### AIM OF THE TASK
Gather every line of the listing that contains the word "target".
---------- RECORD EXTRACTS ----------
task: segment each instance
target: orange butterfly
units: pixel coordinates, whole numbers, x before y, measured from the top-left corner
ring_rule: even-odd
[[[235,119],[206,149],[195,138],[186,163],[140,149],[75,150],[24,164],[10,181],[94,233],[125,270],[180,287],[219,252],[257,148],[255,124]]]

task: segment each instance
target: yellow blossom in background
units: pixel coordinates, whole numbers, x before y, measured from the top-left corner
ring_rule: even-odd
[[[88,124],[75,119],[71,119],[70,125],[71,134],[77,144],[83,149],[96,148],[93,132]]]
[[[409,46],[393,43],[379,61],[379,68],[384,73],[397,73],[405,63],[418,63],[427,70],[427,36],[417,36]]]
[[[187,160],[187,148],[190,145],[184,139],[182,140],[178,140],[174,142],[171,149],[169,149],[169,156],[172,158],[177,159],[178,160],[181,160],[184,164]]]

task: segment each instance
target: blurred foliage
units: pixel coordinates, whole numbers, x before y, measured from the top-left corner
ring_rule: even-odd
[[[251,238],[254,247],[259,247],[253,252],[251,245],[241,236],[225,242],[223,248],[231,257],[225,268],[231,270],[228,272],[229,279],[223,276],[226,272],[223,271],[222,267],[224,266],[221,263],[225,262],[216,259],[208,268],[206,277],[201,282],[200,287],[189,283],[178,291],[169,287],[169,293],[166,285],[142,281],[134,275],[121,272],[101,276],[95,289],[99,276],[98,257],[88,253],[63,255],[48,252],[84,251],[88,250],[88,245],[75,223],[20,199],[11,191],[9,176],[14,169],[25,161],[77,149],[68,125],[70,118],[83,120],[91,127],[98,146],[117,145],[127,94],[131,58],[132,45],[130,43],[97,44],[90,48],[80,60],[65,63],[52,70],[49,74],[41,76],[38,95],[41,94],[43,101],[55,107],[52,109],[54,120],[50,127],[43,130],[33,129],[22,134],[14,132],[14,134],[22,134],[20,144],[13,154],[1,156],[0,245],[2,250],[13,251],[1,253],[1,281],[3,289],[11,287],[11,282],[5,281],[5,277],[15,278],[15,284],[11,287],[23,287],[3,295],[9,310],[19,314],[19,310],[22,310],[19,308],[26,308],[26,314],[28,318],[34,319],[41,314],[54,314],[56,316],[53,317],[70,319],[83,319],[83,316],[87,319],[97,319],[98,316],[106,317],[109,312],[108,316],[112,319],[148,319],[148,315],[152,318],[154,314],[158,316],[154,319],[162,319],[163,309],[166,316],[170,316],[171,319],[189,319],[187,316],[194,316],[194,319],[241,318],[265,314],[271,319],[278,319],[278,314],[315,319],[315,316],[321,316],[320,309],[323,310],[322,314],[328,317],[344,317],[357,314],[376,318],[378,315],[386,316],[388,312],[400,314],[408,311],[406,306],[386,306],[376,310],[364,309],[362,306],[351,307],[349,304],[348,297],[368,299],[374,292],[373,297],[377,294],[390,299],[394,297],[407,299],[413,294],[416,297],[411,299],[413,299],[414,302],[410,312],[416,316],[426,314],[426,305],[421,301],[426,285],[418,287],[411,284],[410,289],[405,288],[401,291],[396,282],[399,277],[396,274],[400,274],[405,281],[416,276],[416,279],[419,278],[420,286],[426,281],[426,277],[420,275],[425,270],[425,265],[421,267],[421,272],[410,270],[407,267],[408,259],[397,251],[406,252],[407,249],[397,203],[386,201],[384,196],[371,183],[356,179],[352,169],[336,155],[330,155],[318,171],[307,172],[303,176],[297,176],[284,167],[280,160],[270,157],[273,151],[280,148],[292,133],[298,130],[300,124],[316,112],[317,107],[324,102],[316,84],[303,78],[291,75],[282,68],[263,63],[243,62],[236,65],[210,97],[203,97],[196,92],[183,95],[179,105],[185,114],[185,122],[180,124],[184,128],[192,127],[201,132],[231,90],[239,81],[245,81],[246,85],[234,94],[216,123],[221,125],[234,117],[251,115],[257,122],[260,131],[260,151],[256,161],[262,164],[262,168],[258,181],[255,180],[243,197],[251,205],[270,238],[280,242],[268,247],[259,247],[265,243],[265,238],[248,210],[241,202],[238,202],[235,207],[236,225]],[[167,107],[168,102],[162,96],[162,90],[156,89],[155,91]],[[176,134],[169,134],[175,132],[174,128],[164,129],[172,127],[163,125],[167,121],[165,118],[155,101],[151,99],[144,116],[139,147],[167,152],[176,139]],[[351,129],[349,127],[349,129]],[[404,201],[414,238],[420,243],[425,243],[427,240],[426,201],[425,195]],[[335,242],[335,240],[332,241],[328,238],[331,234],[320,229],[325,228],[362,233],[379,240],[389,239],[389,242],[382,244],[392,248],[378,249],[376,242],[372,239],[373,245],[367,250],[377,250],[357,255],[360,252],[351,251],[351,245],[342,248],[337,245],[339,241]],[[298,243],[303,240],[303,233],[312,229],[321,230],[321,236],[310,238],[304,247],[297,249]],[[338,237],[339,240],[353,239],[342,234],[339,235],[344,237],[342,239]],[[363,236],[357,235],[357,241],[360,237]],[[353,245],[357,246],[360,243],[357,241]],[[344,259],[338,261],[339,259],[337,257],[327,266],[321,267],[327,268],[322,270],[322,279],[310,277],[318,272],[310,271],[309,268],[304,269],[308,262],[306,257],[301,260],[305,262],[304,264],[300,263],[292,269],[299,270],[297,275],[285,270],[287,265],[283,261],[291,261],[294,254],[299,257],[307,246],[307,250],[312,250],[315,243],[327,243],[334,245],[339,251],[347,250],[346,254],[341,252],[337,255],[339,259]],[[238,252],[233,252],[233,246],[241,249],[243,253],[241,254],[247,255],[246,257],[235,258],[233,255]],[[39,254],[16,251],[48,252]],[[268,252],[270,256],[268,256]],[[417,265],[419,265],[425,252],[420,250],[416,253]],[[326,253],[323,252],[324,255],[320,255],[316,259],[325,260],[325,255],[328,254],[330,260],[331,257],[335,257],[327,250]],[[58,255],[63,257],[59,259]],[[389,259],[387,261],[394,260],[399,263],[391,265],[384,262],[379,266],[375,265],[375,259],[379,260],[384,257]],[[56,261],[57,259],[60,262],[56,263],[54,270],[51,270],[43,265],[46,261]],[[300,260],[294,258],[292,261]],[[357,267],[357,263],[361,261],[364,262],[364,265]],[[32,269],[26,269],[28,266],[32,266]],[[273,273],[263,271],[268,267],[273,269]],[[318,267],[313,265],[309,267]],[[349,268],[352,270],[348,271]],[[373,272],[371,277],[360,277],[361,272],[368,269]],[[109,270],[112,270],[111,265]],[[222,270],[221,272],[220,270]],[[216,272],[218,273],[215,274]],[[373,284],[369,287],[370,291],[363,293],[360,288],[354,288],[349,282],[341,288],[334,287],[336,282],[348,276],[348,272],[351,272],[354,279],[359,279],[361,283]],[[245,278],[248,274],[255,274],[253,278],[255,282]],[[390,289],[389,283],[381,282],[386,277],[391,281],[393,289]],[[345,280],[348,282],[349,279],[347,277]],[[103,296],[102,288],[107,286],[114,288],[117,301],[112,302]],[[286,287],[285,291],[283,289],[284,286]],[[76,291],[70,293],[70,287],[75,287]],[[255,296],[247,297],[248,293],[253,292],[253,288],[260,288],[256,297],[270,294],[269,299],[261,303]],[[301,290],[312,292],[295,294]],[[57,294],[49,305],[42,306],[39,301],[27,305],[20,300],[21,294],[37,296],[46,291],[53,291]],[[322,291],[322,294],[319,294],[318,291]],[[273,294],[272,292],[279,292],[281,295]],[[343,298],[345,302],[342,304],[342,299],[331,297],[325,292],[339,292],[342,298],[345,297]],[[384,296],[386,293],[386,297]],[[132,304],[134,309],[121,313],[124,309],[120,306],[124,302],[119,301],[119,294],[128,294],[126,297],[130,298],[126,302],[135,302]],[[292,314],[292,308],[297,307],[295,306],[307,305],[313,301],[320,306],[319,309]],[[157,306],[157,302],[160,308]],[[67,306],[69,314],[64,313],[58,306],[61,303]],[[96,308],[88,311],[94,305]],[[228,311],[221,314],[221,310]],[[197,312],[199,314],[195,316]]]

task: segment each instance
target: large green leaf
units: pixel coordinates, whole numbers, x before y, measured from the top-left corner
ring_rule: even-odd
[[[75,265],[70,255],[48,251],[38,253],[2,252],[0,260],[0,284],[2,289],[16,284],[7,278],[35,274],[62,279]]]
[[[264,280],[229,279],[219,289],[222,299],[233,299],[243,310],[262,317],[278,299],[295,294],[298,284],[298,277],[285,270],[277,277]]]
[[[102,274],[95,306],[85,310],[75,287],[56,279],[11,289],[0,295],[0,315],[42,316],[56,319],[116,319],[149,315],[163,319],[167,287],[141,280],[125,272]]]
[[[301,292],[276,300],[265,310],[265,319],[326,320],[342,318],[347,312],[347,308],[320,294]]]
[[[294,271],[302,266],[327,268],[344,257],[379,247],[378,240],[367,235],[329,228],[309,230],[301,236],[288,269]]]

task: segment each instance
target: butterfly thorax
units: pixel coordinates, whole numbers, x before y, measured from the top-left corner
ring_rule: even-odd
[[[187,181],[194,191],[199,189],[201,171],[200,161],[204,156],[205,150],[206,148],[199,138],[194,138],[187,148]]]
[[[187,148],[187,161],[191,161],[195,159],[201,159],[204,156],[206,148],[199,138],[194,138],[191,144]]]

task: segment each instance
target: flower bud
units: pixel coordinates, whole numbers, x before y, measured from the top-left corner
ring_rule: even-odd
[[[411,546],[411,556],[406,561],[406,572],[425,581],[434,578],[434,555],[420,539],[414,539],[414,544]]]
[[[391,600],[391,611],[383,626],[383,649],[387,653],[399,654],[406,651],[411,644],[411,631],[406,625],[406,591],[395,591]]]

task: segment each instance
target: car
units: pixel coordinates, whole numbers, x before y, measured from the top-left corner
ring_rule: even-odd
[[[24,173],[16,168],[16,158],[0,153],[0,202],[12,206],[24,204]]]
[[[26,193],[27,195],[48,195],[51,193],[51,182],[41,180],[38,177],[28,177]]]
----------
### REPLY TO THE EXERCISE
target: orange butterfly
target: yellow blossom in background
target: blurred foliage
target: large green leaf
target: butterfly thorax
target: flower bud
target: car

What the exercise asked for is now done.